EXERCÍCIO PROPOSTO A - Liste cada linha da listagem em que aparece a palavra "blue", diferenciando maiúsculas de minúsculas.

TRECHO DO DOCUMENTO -
........

O que sabemos sobre o desfecho do processo é o que a Globo diz: em 2010, se beneficiando dos descontos do Refis, recolheu o Darf.

Mas cadê o Darf?
A Polícia Federal abriu e fechou o inquérito um ano depois, num procedimento absolutamente sigiloso, sem mostrar o Darf.

Graças ao vazamento do processo de sonegação, sabe-se que a data de investigação da Receita coincide com o desfecho de uma investigação na Suíça (sempre ela) que apurou corrupção na Fifa.

Em carta rogatória, o juiz de instrução do cantão de Zug, da Confederação Helvética (o antigo nome da Suíça), pediu ao Supremo Tribunal Federal que localizasse e interrogasse, na presença de agentes suíços, os senhores Marcelo Campos Pinto e Fernando Viegas Rodrigues Filho.

Pediu também que a justiça no Brasil requisitasse documentos da TV Globo relacionados ao contrato de aquisição dos direitos de transmissão da Copa do Mundo de 2002.

Marcelo Campos Pinto é quem representou a TV Globo e uma de suas subsidiárias no Exterior, a Globo Overseas, na assinatura do contrato com a intermediária da Fifa (ISL) para a compra dos direitos da Copa.

Fernando Viegas Rodrigues Filho é um dos destinatários de um comunicado do Banco Central à TV Globo, autorizando a remessa de US$221 milhões para a compra da Empire nas Ilhas Virgens Britânicas.

Hoje se sabe que era um negócio de mentirinha, para enganar o Fisco e sonegar impostos, mas à época o Banco Central aceitou formalmente o argumento de que a remessa era para “fins de investimento brasileiro no exterior”.

A realidade é que a própria Globo tinha aberto a Empire nas Ilhas Virgens Britânicas, para que ela ficasse com os direitos de transmissão da Copa. Ao simular a compra da empresa, trouxe os direitos, sem recolher impostos no Brasil.

........

EXERCÍCIO PROPOSTO B - Prossiga o texto sobre a Globo e os direitos de transmissão da Copa de 2002 a partir da última frase.

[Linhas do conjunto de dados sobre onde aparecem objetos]
........

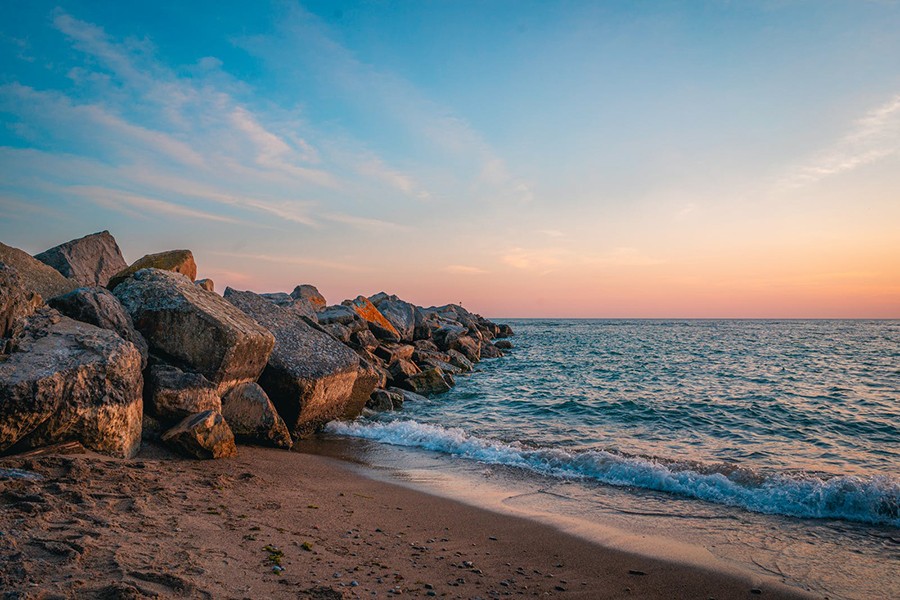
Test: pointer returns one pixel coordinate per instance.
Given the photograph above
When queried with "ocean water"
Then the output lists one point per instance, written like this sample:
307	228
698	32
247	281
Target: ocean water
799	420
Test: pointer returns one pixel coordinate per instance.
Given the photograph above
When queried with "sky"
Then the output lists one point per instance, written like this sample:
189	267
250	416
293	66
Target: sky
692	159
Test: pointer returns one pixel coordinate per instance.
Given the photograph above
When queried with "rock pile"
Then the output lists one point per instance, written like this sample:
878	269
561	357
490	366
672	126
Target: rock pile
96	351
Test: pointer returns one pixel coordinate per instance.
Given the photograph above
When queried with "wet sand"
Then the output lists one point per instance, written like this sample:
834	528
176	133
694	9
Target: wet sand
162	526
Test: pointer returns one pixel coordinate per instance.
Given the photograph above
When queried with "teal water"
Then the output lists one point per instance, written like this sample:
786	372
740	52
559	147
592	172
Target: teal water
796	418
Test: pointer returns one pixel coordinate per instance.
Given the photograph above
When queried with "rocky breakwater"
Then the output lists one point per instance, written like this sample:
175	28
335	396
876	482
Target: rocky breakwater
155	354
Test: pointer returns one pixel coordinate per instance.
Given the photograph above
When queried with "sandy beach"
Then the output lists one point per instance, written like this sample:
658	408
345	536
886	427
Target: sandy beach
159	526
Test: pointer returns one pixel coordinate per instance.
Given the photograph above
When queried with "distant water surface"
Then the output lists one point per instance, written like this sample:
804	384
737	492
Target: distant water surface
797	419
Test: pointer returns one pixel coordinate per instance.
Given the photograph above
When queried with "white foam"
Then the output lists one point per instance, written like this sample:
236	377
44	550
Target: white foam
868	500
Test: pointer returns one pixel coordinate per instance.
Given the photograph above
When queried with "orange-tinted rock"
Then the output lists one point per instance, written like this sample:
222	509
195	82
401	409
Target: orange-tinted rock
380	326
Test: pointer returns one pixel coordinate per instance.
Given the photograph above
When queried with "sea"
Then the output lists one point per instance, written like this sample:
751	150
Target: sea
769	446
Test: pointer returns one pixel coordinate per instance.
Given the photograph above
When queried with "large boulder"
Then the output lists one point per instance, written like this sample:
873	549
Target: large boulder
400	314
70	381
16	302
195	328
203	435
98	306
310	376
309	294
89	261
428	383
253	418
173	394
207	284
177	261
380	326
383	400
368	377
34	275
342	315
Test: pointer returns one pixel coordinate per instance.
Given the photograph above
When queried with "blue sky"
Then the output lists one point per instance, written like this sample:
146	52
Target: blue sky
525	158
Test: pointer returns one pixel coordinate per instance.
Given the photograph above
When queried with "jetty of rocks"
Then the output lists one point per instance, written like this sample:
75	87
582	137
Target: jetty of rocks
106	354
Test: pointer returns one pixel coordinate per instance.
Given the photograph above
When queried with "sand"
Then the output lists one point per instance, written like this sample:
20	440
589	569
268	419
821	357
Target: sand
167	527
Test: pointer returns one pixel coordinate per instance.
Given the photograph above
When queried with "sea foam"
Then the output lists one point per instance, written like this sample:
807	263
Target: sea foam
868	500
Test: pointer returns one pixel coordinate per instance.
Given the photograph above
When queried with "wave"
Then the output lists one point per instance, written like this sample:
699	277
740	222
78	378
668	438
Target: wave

........

RESPOSTA CORRETA A -
When queried with "blue sky"
Target: blue sky

RESPOSTA CORRETA B -
O então presidente do Supremo, Maurício Corrêa, hoje falecido, atendeu ao pedido da justiça suíça. Os papéis da TV Globo e os depoimentos dos dois executivos foram enviados para o cantão de Zug em janeiro de 2005.

Um dos advogados relacionados no caso para defender a Globo e os executivos é Rodrigo Ferrante Perez, filho de uma das mais conhecidas autoras de novela da TV Globo, Glória Perez.

(Glória Perez também é moradora do prédio onde Roberto Marinho tinha o tríplex, hoje em nome do bicheiro Anísio da Beija-Flor, naquele miolinho já famoso da avenida Atlântica).

Procurei Rodrigo Perez, mas ele disse não se lembrar dessa ação. Ficou de levantar informações e entrar em contato.

Alguns meses depois que a documentação seguiu para Zug, na Suíça, a Receita Federal iniciou a auditoria na Globo, que terminou com a conclusão de que a tevê cometeu fraude e simulação, com o objetivo de não pagar impostos no Brasil.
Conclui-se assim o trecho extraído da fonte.